* **Dataset records**
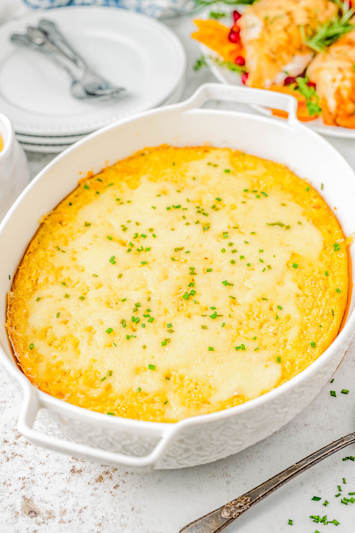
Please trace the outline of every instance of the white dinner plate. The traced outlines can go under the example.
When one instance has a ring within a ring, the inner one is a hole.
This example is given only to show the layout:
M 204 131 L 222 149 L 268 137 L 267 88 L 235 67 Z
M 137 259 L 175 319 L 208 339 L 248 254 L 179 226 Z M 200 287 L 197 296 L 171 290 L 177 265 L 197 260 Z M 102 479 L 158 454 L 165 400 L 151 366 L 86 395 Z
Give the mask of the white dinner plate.
M 169 104 L 175 103 L 179 101 L 184 91 L 185 82 L 185 76 L 184 76 L 173 93 L 163 102 L 162 106 L 168 106 Z M 19 133 L 16 134 L 24 150 L 28 152 L 40 152 L 45 154 L 49 152 L 59 154 L 85 136 L 81 135 L 67 135 L 63 137 L 40 137 L 21 135 Z
M 221 83 L 227 84 L 230 85 L 242 85 L 241 76 L 238 72 L 232 72 L 229 70 L 226 67 L 221 67 L 213 61 L 213 58 L 216 54 L 207 46 L 203 44 L 200 45 L 201 52 L 206 58 L 206 61 L 210 68 L 213 76 L 220 82 Z M 217 55 L 216 55 L 217 56 Z M 266 108 L 261 107 L 260 106 L 252 106 L 254 109 L 256 109 L 262 115 L 267 116 L 272 116 L 272 112 L 270 109 Z M 277 118 L 277 117 L 275 117 Z M 279 120 L 283 120 L 282 118 Z M 350 128 L 343 128 L 339 126 L 328 126 L 325 124 L 321 118 L 316 118 L 314 120 L 310 122 L 303 122 L 302 124 L 318 132 L 321 135 L 327 135 L 329 137 L 339 137 L 341 139 L 355 139 L 355 130 L 351 130 Z
M 43 18 L 53 20 L 88 64 L 126 92 L 117 100 L 77 100 L 71 82 L 49 58 L 10 42 Z M 36 10 L 0 27 L 0 109 L 18 133 L 63 136 L 89 133 L 155 107 L 174 91 L 186 55 L 174 33 L 143 15 L 97 6 Z

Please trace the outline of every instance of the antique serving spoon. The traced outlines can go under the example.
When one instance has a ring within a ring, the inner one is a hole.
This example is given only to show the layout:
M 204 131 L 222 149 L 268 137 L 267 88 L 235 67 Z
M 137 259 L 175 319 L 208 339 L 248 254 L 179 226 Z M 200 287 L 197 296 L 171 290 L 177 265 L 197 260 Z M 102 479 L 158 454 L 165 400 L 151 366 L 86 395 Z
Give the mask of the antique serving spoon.
M 247 511 L 252 505 L 260 502 L 299 474 L 307 470 L 329 455 L 335 454 L 336 451 L 354 443 L 355 433 L 350 433 L 331 442 L 277 474 L 273 478 L 270 478 L 267 481 L 262 483 L 255 488 L 188 524 L 180 530 L 180 533 L 219 533 L 219 531 L 232 523 L 242 513 Z

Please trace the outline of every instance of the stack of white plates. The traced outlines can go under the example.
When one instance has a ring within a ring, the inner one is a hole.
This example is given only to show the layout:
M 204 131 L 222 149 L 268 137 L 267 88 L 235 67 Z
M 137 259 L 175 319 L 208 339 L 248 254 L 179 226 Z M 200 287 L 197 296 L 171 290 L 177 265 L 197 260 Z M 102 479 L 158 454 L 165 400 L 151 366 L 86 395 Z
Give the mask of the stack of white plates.
M 49 58 L 10 42 L 12 34 L 45 17 L 94 70 L 126 92 L 105 102 L 78 100 Z M 186 63 L 175 34 L 143 15 L 89 6 L 36 11 L 0 27 L 0 109 L 25 149 L 57 152 L 113 120 L 178 101 Z

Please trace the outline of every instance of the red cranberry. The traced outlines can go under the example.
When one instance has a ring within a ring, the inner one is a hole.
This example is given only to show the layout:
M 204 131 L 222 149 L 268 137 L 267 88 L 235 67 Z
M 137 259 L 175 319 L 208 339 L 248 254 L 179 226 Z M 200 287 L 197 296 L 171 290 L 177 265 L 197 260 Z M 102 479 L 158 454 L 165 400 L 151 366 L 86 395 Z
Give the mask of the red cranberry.
M 291 85 L 291 83 L 294 83 L 296 81 L 296 78 L 294 78 L 293 76 L 288 76 L 287 78 L 285 78 L 284 80 L 284 85 Z
M 234 19 L 235 22 L 236 22 L 237 20 L 239 20 L 241 16 L 242 15 L 239 11 L 233 11 L 233 19 Z
M 244 74 L 242 75 L 242 83 L 243 85 L 245 85 L 246 83 L 246 80 L 248 79 L 248 76 L 249 75 L 249 72 L 245 72 Z
M 237 58 L 235 58 L 236 64 L 240 65 L 241 67 L 244 67 L 245 64 L 245 60 L 241 55 L 238 55 Z
M 236 31 L 236 30 L 233 29 L 232 28 L 230 31 L 229 31 L 229 35 L 228 35 L 228 38 L 231 43 L 239 43 L 241 40 L 241 37 L 239 35 L 239 30 L 237 31 Z

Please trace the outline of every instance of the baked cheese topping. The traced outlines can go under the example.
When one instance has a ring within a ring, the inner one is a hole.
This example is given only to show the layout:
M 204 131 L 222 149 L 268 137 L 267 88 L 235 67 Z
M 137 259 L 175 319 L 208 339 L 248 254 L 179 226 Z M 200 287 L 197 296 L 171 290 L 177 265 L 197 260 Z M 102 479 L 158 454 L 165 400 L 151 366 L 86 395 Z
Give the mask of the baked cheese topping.
M 336 336 L 346 242 L 282 165 L 227 149 L 147 148 L 82 180 L 34 236 L 9 295 L 42 390 L 160 422 L 235 406 Z

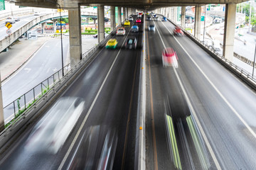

* **Work required**
Please repeat all the records above with "traced outlines" changed to "drawn outlines" and nothing else altered. Leave the pictures out of your answer.

* **Response for this exercise**
Please trace the outline of every instance of the white dinner plate. The drawn outlines can go under the example.
When one instance has a ring within a ring, the inner one is a hole.
This example is given only to show the layout:
M 204 131 L 222 149 L 268 137 L 267 88 L 235 67 Z
M 137 259 L 175 319 L 208 339 L 248 254 L 179 226 Z M 200 287 L 197 296 L 171 290 L 177 265 L 197 260 Z M 102 479 L 158 454 L 165 400 L 151 366 L 86 395 Z
Give the mask of the white dinner plate.
M 169 104 L 175 103 L 179 101 L 184 91 L 185 82 L 185 76 L 184 76 L 173 93 L 163 102 L 162 106 L 168 106 Z M 19 133 L 16 134 L 24 150 L 28 152 L 40 152 L 45 154 L 49 152 L 59 154 L 85 136 L 81 135 L 67 135 L 63 137 L 40 137 L 21 135 Z
M 221 83 L 227 84 L 230 85 L 242 85 L 241 76 L 238 72 L 232 72 L 229 70 L 226 67 L 221 67 L 213 61 L 213 58 L 216 54 L 207 46 L 203 44 L 200 45 L 201 52 L 206 58 L 206 61 L 210 68 L 213 76 L 220 82 Z M 217 55 L 216 55 L 217 56 Z M 266 108 L 261 107 L 260 106 L 252 106 L 254 109 L 256 109 L 262 115 L 267 116 L 272 116 L 272 112 L 270 109 Z M 277 118 L 277 117 L 275 117 Z M 279 120 L 283 120 L 282 118 Z M 350 128 L 343 128 L 339 126 L 328 126 L 325 124 L 321 118 L 316 118 L 314 120 L 310 122 L 303 122 L 302 124 L 318 132 L 321 135 L 327 135 L 329 137 L 339 137 L 341 139 L 355 139 L 355 130 L 351 130 Z
M 43 18 L 53 20 L 88 64 L 126 92 L 117 100 L 77 100 L 71 82 L 49 58 L 10 42 Z M 36 10 L 0 27 L 0 109 L 18 133 L 63 136 L 89 133 L 155 107 L 174 91 L 186 55 L 174 33 L 143 15 L 97 6 Z

Please trace the outline of every instance of the antique serving spoon. The drawn outlines can go under the example.
When one instance has a ring within a ring, the inner one is a hole.
This example is given only to show the layout:
M 204 131 L 222 149 L 268 137 L 267 88 L 235 67 Z
M 137 259 L 175 319 L 208 339 L 248 254 L 179 226 Z M 200 287 L 197 296 L 171 290 L 177 265 L 197 260 Z M 102 479 L 158 454 L 165 400 L 151 366 L 86 395 Z
Give the mask of the antique serving spoon.
M 247 511 L 252 505 L 260 502 L 299 474 L 307 470 L 329 455 L 335 454 L 336 451 L 354 443 L 355 433 L 350 433 L 331 442 L 277 474 L 273 478 L 270 478 L 267 481 L 262 483 L 255 488 L 188 524 L 180 530 L 180 533 L 219 533 L 219 531 L 232 523 L 242 513 Z

Please trace the outline of every instance of the stack of white plates. The drawn outlines can go under the example.
When one instance has a ring within a ring, the inner one is a hole.
This example is given only to show the layout:
M 204 131 L 222 149 L 268 137 L 267 88 L 235 67 Z
M 137 259 L 175 319 L 208 339 L 248 254 L 179 226 Z M 200 287 L 197 296 L 171 290 L 177 265 L 197 260 Z M 102 479 L 158 454 L 165 400 L 151 366 L 86 395 Z
Give the mask of the stack of white plates.
M 49 58 L 10 42 L 12 34 L 45 17 L 94 70 L 126 92 L 105 102 L 78 100 Z M 186 63 L 175 34 L 143 15 L 89 6 L 36 11 L 0 27 L 0 109 L 25 149 L 57 152 L 113 120 L 178 101 Z

Please trace the outline of every instance of the red cranberry. The drawn outlines can go under the example.
When one instance has a ring within a ring, the inner one is a hole.
This example is given only to show the layout:
M 204 131 L 222 149 L 268 137 L 267 88 L 235 67 Z
M 137 259 L 175 319 L 208 339 L 248 254 L 179 226 Z M 200 287 L 197 296 L 171 290 L 177 265 L 197 260 Z M 102 479 L 158 454 L 165 400 L 151 366 L 86 395 Z
Give the mask of the red cranberry.
M 291 85 L 291 83 L 294 83 L 296 81 L 296 78 L 294 78 L 293 76 L 288 76 L 287 78 L 285 78 L 284 80 L 284 85 Z
M 234 19 L 235 22 L 236 22 L 237 20 L 239 20 L 241 16 L 242 15 L 239 11 L 233 11 L 233 19 Z
M 244 74 L 242 75 L 242 83 L 243 85 L 245 85 L 246 83 L 246 80 L 248 79 L 248 76 L 249 75 L 249 72 L 245 72 Z
M 237 58 L 235 58 L 236 64 L 240 65 L 241 67 L 244 67 L 245 64 L 245 60 L 241 55 L 238 55 Z
M 236 31 L 236 30 L 233 29 L 232 28 L 230 31 L 229 31 L 229 35 L 228 35 L 228 38 L 231 43 L 239 43 L 241 40 L 241 37 L 239 35 L 239 30 L 237 31 Z

Please trace the outline of every instance of the baked cheese topping. The drawn outlines can go under the example.
When one instance has a ring within a ring, the inner one is a hole.
This example is given only to show the layout:
M 204 131 L 222 149 L 268 137 L 267 88 L 235 67 Z
M 137 259 L 175 319 L 208 339 L 248 254 L 179 226 Z M 200 287 L 197 296 L 171 290 L 177 265 L 197 260 Z M 102 479 L 158 454 L 165 400 L 151 366 L 86 395 Z
Give the mask of the baked cheese topping.
M 336 336 L 346 242 L 282 165 L 227 149 L 147 148 L 82 180 L 34 236 L 9 295 L 42 390 L 160 422 L 235 406 Z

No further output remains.